* [Exercise brief]
Can you reproduce the data word for word, beginning with its first line and continuing through the line that contains "0, 362, 665, 1000", with both of those lines included?
==== Input
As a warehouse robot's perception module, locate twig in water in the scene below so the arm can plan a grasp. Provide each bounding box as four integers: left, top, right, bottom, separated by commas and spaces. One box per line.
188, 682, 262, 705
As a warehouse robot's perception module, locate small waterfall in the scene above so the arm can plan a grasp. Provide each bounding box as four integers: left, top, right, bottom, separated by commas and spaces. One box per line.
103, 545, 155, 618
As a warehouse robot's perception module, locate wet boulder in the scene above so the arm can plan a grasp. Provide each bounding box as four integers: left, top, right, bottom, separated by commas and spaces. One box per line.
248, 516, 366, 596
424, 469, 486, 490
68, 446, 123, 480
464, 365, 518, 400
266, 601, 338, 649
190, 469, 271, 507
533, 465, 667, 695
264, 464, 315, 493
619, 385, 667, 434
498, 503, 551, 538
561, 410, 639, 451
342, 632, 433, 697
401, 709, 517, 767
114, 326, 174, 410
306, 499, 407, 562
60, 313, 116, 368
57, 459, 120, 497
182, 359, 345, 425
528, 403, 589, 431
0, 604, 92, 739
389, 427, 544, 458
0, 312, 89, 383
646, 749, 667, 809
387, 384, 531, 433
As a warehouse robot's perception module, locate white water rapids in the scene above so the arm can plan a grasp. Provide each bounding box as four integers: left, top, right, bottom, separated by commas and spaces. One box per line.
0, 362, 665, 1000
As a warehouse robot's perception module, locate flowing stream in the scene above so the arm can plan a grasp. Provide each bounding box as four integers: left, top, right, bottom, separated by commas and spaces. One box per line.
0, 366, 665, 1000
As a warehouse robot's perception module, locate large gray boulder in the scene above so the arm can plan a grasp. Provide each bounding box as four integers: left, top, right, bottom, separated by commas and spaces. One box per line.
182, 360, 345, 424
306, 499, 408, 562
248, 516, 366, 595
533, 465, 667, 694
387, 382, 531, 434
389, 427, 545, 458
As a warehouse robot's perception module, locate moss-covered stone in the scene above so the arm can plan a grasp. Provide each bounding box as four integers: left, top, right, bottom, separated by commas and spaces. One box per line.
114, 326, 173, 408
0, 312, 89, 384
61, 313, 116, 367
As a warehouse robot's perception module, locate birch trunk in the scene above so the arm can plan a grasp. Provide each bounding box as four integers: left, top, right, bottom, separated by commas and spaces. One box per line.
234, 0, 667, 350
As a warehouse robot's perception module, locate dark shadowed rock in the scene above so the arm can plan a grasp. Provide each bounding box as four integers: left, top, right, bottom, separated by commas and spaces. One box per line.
========
* [Solution for this problem]
As a warehouse robot's perception module, locate twig in water in the scene below so the arm can plan a grasp. Provide each bounding box as four integers: left, top, right, bottom, separated by commas and spaces. One box per line.
188, 682, 262, 705
As a warehouse robot's perception module, locate small waterfall in the scene above so the arm can plan a grasp. Provide each bounding box as four integers: left, top, right, bottom, separated by commas and spaces. One box per line.
103, 545, 155, 618
As a warehouse robot's perception module, locate wet boulder in the scene above so the arm can plan a grasp. Provide each bounding box as four integers: left, top, right, bottom, separated by commas and spaces. One box per line.
248, 516, 366, 596
424, 469, 486, 490
68, 446, 123, 480
464, 365, 518, 400
266, 601, 338, 649
190, 469, 271, 507
533, 465, 667, 695
264, 464, 315, 493
619, 385, 667, 434
498, 503, 551, 538
561, 410, 639, 451
342, 632, 433, 697
401, 709, 517, 767
114, 326, 174, 410
306, 499, 407, 562
60, 313, 116, 368
57, 459, 120, 497
182, 359, 345, 425
528, 403, 589, 431
0, 604, 92, 739
389, 427, 544, 458
0, 312, 89, 383
646, 749, 667, 809
387, 384, 531, 433
As a warehouse robot's perception module, locate white water rapids in the scene above so the arm can plan a grasp. Provide each bounding box as four integers: left, top, right, bottom, separated by commas and spaces. One box per line.
0, 362, 665, 1000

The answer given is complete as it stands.